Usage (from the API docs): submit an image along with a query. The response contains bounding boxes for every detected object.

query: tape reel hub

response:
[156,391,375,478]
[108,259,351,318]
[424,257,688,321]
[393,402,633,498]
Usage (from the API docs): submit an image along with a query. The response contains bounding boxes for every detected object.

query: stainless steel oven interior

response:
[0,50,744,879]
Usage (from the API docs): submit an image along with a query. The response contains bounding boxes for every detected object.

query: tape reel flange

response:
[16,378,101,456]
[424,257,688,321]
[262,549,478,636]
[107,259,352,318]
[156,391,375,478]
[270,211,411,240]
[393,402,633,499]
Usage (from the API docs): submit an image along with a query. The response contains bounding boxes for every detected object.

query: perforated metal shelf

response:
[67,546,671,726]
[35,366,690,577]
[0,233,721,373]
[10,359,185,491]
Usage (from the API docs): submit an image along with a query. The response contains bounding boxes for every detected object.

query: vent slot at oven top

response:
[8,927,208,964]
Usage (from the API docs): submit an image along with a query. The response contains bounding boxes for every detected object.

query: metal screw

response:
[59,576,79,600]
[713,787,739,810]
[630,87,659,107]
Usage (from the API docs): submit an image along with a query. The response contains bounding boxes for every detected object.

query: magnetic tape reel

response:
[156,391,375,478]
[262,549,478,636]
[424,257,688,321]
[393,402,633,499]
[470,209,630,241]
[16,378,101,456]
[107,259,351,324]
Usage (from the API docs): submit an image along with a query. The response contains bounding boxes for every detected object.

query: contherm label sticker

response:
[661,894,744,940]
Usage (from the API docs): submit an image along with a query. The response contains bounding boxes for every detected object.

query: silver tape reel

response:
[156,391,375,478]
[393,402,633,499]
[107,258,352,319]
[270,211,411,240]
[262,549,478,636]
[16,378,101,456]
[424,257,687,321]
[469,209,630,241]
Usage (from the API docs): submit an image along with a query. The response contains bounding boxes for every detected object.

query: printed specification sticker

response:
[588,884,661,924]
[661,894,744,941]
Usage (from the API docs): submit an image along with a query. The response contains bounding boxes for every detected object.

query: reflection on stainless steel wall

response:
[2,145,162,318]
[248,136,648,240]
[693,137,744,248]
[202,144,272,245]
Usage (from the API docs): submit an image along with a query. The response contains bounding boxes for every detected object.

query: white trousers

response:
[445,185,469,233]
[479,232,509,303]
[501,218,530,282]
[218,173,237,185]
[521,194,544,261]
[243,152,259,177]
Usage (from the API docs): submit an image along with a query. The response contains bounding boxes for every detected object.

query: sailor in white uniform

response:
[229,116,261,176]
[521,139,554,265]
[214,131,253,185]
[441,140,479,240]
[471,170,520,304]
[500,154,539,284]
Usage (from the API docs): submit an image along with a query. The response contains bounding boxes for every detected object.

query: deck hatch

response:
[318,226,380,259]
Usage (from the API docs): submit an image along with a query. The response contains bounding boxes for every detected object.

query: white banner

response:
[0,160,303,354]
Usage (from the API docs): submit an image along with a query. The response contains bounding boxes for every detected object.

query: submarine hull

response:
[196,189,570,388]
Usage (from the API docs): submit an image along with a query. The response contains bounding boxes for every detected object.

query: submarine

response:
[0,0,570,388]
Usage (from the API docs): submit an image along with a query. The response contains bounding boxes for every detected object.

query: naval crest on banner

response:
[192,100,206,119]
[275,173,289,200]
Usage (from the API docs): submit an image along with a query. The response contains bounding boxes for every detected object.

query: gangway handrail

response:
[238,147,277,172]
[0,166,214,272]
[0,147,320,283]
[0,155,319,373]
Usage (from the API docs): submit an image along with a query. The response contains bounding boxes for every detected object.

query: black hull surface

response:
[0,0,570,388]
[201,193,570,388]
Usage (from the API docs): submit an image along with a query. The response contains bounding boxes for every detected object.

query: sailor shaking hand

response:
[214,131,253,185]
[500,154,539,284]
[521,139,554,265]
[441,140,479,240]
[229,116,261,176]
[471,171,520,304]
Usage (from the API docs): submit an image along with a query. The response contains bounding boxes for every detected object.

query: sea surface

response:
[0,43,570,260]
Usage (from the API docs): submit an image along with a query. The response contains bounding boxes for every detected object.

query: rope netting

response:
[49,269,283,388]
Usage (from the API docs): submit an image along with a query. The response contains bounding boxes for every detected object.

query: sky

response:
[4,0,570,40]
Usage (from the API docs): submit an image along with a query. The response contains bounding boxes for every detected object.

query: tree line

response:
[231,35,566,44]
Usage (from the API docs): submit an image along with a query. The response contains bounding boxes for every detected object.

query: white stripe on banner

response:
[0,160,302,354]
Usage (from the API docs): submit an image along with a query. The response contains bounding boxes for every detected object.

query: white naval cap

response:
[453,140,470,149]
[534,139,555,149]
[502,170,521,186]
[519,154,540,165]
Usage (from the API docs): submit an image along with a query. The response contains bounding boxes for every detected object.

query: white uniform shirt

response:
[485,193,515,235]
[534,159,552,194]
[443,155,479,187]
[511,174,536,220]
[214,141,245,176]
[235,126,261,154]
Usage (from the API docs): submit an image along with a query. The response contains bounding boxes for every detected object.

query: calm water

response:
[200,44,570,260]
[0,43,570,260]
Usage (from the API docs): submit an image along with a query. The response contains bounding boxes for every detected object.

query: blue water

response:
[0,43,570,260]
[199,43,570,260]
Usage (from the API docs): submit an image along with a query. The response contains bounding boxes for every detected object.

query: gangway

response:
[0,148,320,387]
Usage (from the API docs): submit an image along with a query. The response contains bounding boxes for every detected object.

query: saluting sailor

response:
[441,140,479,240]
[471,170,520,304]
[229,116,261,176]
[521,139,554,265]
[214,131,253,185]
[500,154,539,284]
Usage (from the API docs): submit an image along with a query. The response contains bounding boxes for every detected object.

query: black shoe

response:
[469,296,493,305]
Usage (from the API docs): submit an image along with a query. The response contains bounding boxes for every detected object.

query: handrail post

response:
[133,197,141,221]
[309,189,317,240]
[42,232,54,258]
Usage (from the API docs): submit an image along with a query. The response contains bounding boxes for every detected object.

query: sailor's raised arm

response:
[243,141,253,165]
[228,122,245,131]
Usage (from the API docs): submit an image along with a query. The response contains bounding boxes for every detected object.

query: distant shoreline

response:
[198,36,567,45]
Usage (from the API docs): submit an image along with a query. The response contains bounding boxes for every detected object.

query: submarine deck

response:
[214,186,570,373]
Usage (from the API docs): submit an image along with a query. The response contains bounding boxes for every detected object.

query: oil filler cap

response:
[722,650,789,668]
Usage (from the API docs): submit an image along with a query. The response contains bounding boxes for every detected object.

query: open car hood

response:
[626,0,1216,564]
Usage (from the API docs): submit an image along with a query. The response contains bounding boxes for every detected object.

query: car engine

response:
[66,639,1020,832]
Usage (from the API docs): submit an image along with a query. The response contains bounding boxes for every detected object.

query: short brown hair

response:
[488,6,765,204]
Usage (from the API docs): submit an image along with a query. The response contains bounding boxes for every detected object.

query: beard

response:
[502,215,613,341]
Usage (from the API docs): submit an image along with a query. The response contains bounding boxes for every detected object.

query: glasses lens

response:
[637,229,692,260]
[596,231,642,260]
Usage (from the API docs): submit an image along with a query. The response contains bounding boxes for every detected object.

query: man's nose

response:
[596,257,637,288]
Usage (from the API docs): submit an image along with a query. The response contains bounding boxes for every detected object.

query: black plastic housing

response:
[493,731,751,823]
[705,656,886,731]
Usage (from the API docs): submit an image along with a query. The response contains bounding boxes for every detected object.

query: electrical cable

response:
******************************
* [Written task] How many lines of the entries above contain "stainless"? Case counts; reply with the number only.

* [Written solution] 2